* start Stored data *

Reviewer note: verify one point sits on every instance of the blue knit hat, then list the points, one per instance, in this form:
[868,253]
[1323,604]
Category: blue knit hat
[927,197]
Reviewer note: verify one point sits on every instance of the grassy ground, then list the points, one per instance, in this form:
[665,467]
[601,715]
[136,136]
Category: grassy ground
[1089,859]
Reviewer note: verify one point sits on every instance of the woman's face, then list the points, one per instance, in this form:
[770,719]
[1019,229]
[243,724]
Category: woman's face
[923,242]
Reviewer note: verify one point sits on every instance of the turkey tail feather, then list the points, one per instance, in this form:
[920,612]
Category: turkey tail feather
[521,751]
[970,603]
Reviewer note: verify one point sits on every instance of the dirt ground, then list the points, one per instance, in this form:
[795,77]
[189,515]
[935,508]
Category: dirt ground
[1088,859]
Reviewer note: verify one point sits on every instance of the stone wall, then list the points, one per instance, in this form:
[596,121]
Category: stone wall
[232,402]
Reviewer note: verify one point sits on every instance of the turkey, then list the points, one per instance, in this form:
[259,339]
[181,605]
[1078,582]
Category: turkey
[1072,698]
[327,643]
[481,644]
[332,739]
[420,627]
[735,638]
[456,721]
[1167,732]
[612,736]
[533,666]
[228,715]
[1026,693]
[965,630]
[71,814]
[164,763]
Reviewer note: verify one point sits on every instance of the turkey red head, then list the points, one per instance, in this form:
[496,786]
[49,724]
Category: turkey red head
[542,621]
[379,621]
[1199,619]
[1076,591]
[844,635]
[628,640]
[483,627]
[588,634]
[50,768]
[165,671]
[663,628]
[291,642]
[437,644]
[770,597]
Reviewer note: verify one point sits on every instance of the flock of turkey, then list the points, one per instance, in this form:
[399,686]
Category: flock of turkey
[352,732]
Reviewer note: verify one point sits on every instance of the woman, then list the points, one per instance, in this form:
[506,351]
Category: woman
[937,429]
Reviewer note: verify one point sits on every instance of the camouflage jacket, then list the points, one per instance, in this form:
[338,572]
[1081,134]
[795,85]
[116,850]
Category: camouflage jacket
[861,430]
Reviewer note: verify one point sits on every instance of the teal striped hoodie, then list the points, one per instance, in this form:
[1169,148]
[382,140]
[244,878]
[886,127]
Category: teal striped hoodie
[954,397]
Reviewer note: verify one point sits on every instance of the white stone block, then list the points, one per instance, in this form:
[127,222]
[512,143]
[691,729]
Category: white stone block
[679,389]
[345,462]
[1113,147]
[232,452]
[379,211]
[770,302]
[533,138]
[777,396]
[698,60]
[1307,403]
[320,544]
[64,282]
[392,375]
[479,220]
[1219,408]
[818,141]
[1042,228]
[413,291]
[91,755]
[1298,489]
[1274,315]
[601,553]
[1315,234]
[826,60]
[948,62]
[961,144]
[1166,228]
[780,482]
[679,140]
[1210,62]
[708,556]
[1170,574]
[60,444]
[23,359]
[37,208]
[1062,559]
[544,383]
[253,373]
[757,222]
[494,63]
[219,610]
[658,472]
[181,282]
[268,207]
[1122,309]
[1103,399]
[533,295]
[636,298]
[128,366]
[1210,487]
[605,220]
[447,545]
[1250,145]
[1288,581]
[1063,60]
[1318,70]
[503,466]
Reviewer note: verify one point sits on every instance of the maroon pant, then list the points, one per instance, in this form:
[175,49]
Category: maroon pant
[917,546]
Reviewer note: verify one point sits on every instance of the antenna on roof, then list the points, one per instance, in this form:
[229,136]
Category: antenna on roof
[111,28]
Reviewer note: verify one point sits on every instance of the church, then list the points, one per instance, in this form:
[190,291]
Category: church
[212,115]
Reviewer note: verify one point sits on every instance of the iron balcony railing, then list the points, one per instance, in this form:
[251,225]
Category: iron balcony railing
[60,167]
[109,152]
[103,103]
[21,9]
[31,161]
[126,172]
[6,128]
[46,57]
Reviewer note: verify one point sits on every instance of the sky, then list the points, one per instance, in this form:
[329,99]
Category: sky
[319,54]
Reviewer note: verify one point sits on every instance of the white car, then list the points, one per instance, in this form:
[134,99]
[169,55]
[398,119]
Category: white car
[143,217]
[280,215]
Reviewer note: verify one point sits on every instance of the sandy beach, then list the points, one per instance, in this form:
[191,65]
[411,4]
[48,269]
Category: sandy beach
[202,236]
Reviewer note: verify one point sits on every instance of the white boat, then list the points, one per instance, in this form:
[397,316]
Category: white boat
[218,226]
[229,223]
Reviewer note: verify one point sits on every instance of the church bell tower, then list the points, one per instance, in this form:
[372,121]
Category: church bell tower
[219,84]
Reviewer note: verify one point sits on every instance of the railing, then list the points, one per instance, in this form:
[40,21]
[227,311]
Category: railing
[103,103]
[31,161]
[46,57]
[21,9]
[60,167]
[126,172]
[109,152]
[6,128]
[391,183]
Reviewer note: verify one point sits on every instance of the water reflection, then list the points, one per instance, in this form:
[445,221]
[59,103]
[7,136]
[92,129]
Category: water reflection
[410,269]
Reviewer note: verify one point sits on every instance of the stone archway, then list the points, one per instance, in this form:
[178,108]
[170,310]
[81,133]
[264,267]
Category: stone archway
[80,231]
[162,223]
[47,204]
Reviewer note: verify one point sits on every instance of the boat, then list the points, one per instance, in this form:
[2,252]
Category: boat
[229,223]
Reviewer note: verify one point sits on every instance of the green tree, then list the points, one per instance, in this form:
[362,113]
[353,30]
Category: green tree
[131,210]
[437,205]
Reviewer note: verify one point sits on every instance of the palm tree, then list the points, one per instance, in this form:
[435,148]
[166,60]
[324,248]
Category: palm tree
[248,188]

* end Stored data *

Repeat the lines above exactly.

Reviewer note: verify one point sits on every instance of the blue knit hat, then list the points, one per instance, in this form:
[868,253]
[1323,604]
Category: blue knit hat
[927,197]
Reviewer note: verify one point sits on every instance of the grassy ground, then list the points, one per instance, in this form:
[665,467]
[601,715]
[136,136]
Category: grassy ground
[1089,859]
Reviewer note: verify one point sits on every instance of the woman's face, then list the points, one per instance, in this form:
[770,719]
[1019,229]
[243,724]
Category: woman's face
[923,242]
Reviewer note: verify one point sits on every instance of the turkey tail feather, then list the points, one per instance, in this form:
[920,612]
Category: turkey tail feather
[521,751]
[970,603]
Reviewer note: verify one point sits on every instance of the dirt ground, then list the points, one per instance, in this form:
[795,77]
[189,515]
[935,508]
Category: dirt ground
[1088,859]
Reviewer note: verify one point sits on every instance of the stone wall, then list the points, one per instance, in this form:
[596,121]
Category: stone wall
[232,402]
Reviewer note: verify one point sits on every instance of the turkey, then list the points, one per instance, in this form:
[259,339]
[181,605]
[1078,582]
Category: turkey
[1072,698]
[327,643]
[481,644]
[332,739]
[420,627]
[735,638]
[456,721]
[1167,732]
[612,736]
[533,666]
[228,715]
[1026,693]
[965,630]
[71,814]
[164,763]
Reviewer note: verify one point sits on every instance of the turkey red head, then list the points, one per instance, in this form:
[496,786]
[49,724]
Category: turkey red head
[542,621]
[379,621]
[1199,619]
[1076,591]
[844,635]
[628,640]
[483,627]
[588,634]
[50,768]
[165,671]
[663,628]
[291,642]
[437,644]
[770,597]
Reviewer note: verify one point sits on every instance of the flock of turkey, then list the points, one per instance, in this form:
[399,686]
Category: flock of turkey
[352,732]
Reviewer note: verify one point sits on every instance of the woman, then list the points, one per instance, in this form:
[506,351]
Category: woman
[937,429]
Reviewer note: verify one point sits on every instance of the camouflage jacket, then list the points, one per instance, in this form:
[338,572]
[1081,134]
[795,85]
[116,850]
Category: camouflage jacket
[861,430]
Reviewer note: verify one point sits on every instance of the teal striped hoodie, then list the points, one per instance, in this form:
[1169,148]
[382,140]
[244,878]
[886,127]
Category: teal striped hoodie
[954,397]
Reviewer note: verify one point sits on every instance of the white stone block, then list the points, one per instance, in this form:
[127,222]
[512,143]
[691,729]
Category: white stone block
[679,389]
[345,462]
[1113,147]
[232,452]
[379,211]
[770,302]
[533,138]
[777,396]
[698,60]
[1307,403]
[320,544]
[64,282]
[392,375]
[479,220]
[1219,408]
[818,141]
[1042,228]
[413,291]
[91,755]
[1298,489]
[1274,315]
[601,553]
[1315,234]
[826,60]
[948,62]
[961,144]
[1166,228]
[780,482]
[679,140]
[1210,62]
[708,556]
[1170,574]
[60,444]
[23,359]
[37,208]
[1062,559]
[544,383]
[253,373]
[757,222]
[494,63]
[219,610]
[658,472]
[181,282]
[268,207]
[1122,309]
[1103,399]
[533,295]
[636,298]
[128,366]
[1210,487]
[605,220]
[447,545]
[1250,145]
[1288,581]
[1063,60]
[1318,70]
[503,466]
Reviewer note: verify one point sits on every instance of the maroon pant, then list the points, one per instance, in this form:
[175,49]
Category: maroon pant
[917,546]
Reviewer note: verify one point sits on every instance of the antenna on roof, then list the points, one per instance, in this form:
[229,136]
Category: antenna on roof
[111,28]
Reviewer note: verify one point sits on every instance of the church, then list the points, one per instance, in this form:
[190,291]
Category: church
[212,115]
Reviewer note: verify one point sits on every instance of the iron balcony railing, then list the points, one per instance, in this form:
[251,225]
Category: iron balcony railing
[60,167]
[109,152]
[103,103]
[21,9]
[31,161]
[126,172]
[6,128]
[46,57]
Reviewer note: verify one point sits on every instance of the sky, then list the points, one per instance, in this form:
[329,99]
Category: sky
[319,54]
Reviewer note: verify one point sits on every instance of the white car, then list the points, one per instance, in this form:
[134,99]
[169,55]
[398,119]
Category: white car
[143,217]
[280,215]
Reviewer note: verify one point sits on every instance of the sandy beach, then list the points, one per instance, in this form:
[191,65]
[411,4]
[48,269]
Category: sandy beach
[202,236]
Reviewer note: verify one point sits on every instance of the white boat, then list the points, one per instance, in this form:
[397,316]
Category: white boat
[218,226]
[229,223]
Reviewer note: verify one point sits on every instance of the church bell tower, then list the points, one per instance, in this form:
[372,121]
Category: church bell tower
[219,84]
Reviewer note: verify one point sits on every instance of the railing, then list the points, one per instance, in this form:
[40,21]
[227,311]
Category: railing
[103,103]
[31,161]
[46,57]
[21,9]
[60,167]
[126,172]
[109,152]
[6,128]
[391,183]
Reviewer note: verify one point sits on every instance of the water reflection, then list the points, one per instance, in this form:
[445,221]
[59,103]
[7,136]
[92,129]
Category: water reflection
[410,269]
Reviewer note: verify one point sits on every instance of the stone archway, then list the points, one per instance, in this form:
[178,108]
[170,310]
[81,133]
[264,267]
Category: stone archway
[80,231]
[162,223]
[47,204]
Reviewer note: verify one point sits on every instance of the boat, then list the points, one per instance, in this form:
[2,252]
Category: boat
[229,223]
Reviewer note: verify one point sits on every instance of the green tree, then list the points, one per instance, in this form:
[362,113]
[353,30]
Category: green tree
[131,210]
[437,205]
Reviewer note: verify one point sits on every instance of the palm tree, then list the points, one per instance, in this form:
[435,148]
[166,60]
[324,248]
Category: palm tree
[248,188]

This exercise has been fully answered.